Count the lines in the listing below that contain the string "fence". Reply with that number only.

[start Data for the task]

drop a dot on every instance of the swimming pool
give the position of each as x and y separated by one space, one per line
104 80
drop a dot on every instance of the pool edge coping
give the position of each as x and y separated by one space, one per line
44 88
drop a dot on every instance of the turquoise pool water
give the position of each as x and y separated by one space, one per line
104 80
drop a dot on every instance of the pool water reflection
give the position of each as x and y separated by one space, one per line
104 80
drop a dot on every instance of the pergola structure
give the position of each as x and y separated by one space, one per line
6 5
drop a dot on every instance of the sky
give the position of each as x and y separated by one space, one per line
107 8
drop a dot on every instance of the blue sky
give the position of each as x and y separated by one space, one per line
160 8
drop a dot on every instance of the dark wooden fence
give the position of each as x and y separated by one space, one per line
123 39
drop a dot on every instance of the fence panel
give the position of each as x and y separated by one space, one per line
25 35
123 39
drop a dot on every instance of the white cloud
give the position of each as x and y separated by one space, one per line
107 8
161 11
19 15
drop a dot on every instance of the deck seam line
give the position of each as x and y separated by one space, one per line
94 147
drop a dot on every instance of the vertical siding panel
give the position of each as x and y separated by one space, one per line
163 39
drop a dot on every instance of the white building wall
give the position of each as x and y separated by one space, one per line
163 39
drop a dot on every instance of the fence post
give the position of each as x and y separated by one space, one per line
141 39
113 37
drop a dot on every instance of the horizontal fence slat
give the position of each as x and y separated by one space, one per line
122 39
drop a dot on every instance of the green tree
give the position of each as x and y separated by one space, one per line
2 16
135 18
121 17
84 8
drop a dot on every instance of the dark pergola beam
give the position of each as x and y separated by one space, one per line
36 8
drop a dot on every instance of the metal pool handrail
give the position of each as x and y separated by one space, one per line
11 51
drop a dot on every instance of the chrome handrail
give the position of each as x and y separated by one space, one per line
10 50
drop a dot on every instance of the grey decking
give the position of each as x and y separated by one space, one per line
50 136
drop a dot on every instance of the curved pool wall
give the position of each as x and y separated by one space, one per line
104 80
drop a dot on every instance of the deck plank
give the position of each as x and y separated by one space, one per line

[end Data for the task]
[start Data for the task]

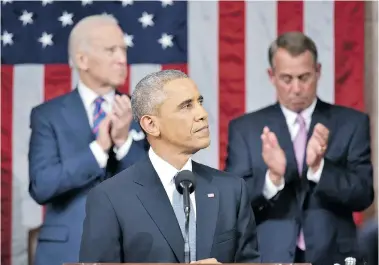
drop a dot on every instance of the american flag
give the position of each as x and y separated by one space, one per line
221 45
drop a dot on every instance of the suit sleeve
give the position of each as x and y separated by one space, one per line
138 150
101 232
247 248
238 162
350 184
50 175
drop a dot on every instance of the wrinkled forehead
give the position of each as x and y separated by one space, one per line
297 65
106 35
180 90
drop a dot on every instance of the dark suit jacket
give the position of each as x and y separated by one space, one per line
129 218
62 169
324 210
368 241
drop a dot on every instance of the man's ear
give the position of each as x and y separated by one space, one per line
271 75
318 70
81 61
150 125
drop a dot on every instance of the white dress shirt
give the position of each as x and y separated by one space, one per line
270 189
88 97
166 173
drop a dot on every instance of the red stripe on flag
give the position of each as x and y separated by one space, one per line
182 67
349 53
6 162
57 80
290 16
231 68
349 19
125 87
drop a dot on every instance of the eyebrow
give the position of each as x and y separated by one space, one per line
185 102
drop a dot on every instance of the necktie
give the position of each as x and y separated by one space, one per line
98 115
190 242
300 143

[end Data for the task]

▶ [Exercise output]
4